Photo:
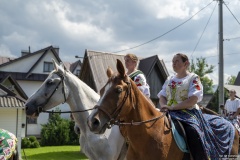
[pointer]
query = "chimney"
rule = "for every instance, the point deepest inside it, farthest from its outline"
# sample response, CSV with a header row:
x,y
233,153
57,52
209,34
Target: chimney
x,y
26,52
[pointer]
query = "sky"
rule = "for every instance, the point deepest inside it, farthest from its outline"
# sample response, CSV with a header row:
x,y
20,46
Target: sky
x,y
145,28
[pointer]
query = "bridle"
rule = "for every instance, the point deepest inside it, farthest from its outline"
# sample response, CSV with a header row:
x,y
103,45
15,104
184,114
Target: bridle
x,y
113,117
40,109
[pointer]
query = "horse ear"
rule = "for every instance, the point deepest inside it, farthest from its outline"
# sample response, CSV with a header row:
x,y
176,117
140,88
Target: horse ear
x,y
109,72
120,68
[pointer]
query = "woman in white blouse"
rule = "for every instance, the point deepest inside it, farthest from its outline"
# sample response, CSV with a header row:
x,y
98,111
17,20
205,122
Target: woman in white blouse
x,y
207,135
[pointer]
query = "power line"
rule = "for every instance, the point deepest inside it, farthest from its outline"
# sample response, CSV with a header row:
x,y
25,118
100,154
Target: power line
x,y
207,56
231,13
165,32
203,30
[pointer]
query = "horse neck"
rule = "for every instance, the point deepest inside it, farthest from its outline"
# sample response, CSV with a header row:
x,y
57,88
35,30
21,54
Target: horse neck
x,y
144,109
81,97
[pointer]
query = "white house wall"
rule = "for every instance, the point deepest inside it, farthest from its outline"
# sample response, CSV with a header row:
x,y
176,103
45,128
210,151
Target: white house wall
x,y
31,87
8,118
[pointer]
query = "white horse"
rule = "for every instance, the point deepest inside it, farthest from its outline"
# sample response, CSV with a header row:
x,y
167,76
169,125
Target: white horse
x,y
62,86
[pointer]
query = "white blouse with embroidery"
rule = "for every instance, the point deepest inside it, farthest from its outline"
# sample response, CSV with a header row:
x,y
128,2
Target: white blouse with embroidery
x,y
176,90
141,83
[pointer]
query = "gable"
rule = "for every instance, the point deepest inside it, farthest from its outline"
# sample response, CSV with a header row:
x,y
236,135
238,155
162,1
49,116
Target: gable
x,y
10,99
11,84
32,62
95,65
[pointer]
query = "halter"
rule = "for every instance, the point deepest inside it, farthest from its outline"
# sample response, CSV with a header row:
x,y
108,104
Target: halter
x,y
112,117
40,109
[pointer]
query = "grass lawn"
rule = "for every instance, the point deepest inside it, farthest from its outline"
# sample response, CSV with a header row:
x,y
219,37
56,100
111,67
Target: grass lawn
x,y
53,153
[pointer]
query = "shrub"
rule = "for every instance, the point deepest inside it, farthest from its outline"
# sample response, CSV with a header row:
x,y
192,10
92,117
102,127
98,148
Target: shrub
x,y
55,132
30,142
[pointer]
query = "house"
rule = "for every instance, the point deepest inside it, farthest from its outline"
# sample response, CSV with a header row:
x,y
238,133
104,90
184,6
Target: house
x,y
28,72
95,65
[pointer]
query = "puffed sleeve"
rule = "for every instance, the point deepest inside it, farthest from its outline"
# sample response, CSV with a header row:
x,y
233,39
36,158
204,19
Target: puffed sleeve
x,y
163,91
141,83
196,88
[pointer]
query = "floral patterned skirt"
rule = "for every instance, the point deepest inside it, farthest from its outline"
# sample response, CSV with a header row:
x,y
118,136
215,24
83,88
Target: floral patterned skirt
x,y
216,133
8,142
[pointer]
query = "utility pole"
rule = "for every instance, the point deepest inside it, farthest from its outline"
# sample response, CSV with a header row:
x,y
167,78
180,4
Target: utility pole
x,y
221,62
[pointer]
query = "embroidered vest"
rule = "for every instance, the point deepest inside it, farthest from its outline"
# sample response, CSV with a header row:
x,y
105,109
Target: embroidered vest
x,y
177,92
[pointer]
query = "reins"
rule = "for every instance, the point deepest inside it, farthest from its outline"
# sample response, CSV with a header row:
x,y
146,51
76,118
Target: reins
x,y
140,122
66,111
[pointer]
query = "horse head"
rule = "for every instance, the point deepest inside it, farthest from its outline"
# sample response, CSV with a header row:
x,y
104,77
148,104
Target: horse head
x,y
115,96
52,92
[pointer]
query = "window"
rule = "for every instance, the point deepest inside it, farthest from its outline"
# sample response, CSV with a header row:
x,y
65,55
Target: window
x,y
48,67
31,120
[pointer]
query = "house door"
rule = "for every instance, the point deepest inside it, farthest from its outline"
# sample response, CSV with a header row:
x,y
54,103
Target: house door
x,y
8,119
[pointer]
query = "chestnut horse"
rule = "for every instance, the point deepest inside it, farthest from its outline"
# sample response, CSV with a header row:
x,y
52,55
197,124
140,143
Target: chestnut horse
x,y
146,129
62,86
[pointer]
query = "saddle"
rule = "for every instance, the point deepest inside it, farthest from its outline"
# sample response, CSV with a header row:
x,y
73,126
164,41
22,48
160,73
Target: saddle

----------------

§ **Exercise details**:
Quote the records in full and exactly; skip any image.

§ **Written solution**:
Photo:
[pointer]
query = "chimney"
rule = "for every instance, the point deepest inside it, farthest from its outline"
# sample response, CSV with a header row:
x,y
233,153
57,52
209,34
Target: chimney
x,y
26,52
[pointer]
query = "sky"
rule = "for every instance, the point deepest inside it, farthest from its outline"
# sample response, CSV with a header row:
x,y
20,46
Target: sky
x,y
145,28
[pointer]
query = "bridle"
rule = "for every instance, the point deepest inside it, farthest from its outline"
# sample response, CSV with a header row:
x,y
103,45
15,104
184,114
Target: bridle
x,y
113,117
40,109
[pointer]
query = "horse ear"
rule = "for every instance, the point deepest inside it, farthest from its outline"
# sample response, CSV with a header row:
x,y
176,117
140,88
Target: horse ear
x,y
109,72
120,68
[pointer]
query = "woman in white blouse"
rule = "for every instance, the point deepest inside it, farthest from its outline"
# sample response, CSV with a header row:
x,y
98,111
17,20
205,122
Target: woman in white blouse
x,y
207,135
[pointer]
query = "power line"
rule = "for every instance, the point deepest inside it, farthest from its outline"
# sample response, CSV with a header row:
x,y
25,118
100,154
Target: power line
x,y
207,56
231,13
165,32
203,30
[pointer]
query = "horse neck"
rule = "for every instance, the point deepest inside it, farthest from its outline"
# sample response, CSV with a header row:
x,y
57,88
35,30
21,54
Target: horse neck
x,y
144,109
81,97
[pointer]
query = "white house wall"
rule = "for every instance, the point deepest inside it, farthest from its outline"
# sample response, CSV with a header row:
x,y
176,103
45,128
210,151
Target: white house wall
x,y
31,87
8,118
[pointer]
query = "white horse"
rule = "for every instance, the point deepest inside it, farthest from its outline"
# sample response, CSV with a header row:
x,y
167,76
169,125
Target: white horse
x,y
62,86
[pointer]
query = "white blouse with embroidery"
rule = "for every instance, the point deepest inside it, farthest from its outline"
# sample response, CSV with a header row:
x,y
128,2
Target: white blouse with embroidery
x,y
176,90
141,83
[pointer]
query = "gable"
rule = "for every instance, the point deepest inside it, farthest from its outline"
# sample response, CSV with a header row:
x,y
236,135
238,155
162,1
49,116
Target: gable
x,y
10,99
11,84
32,62
95,65
[pointer]
query = "halter"
rule = "for every instance, the point deepest inside it, farthest from its outline"
# sample response, CSV with a header row:
x,y
108,104
Target: halter
x,y
112,117
40,109
[pointer]
query = "grass lawn"
rule = "for every instance, the point deepest inside it, farthest from its outline"
# sample response, CSV with a header row:
x,y
219,37
56,100
111,67
Target: grass lawn
x,y
53,153
[pointer]
query = "shrub"
rule = "for every instance, the point deepest inside it, farthest from its outline"
# sample response, CSV with a header row:
x,y
192,10
92,117
102,127
98,148
Target: shrub
x,y
55,132
30,142
[pointer]
query = "house"
rule = "for every instance, the point deepest inside it, farthest from its outline"
# sample response, CSV with a header row:
x,y
238,133
104,90
184,6
Target: house
x,y
28,72
95,65
[pointer]
query = "puffed sleeve"
rule = "for every instance, the point deepest inside it, farthest from its outline"
# sample response, CSV with a header row:
x,y
233,39
36,158
204,19
Target: puffed sleeve
x,y
163,91
141,83
196,88
[pointer]
query = "floral patterned skirt"
rule = "for every instance, the point deepest inside it, farthest from its outline"
# sample response, CSV with a header row:
x,y
118,136
215,24
83,88
Target: floral patterned skirt
x,y
216,133
8,142
[pointer]
query = "utility pole"
rule = "for every instance, the point deepest inside it, farthest from its outline"
# sample response, CSV with a header row:
x,y
167,78
180,4
Target: utility pole
x,y
221,62
[pointer]
query = "embroidered vest"
rule = "for every instance, the point deepest inside it, farthest from its outline"
# sample response, CSV with a header row:
x,y
105,109
Target: embroidered vest
x,y
177,92
[pointer]
query = "reins"
rule = "for every instance, the point deepest inside it, farthest from its outline"
# sample response, CSV with a header row:
x,y
146,51
76,118
Target: reins
x,y
140,122
66,111
[pointer]
query = "horse head"
rule = "for every instance, the point deepest inside it, farthest from its outline"
# sample response, CSV with a header row:
x,y
104,77
148,104
Target: horse head
x,y
115,96
52,92
[pointer]
query = "window"
rule = "for every instance, the point deepest inside it, farthest from its outline"
# sample response, CSV with a header row:
x,y
65,55
Target: window
x,y
48,67
31,120
[pointer]
query = "house door"
rule = "for every instance, the point deepest inside it, farthest from its outline"
# sample response, CSV with a header row:
x,y
54,103
Target: house door
x,y
8,119
[pointer]
query = "chestnut horse"
rule = "for every instance, the point deepest inside it, farthest from its outline"
# sample response, CSV with a header row:
x,y
52,55
197,124
140,143
Target: chestnut horse
x,y
146,129
62,86
[pointer]
query = "saddle"
rule = "for every instance, the point deepest inside it, farthest from its outline"
# sample response, CSV with a header row:
x,y
73,126
164,41
22,48
160,73
Target: saddle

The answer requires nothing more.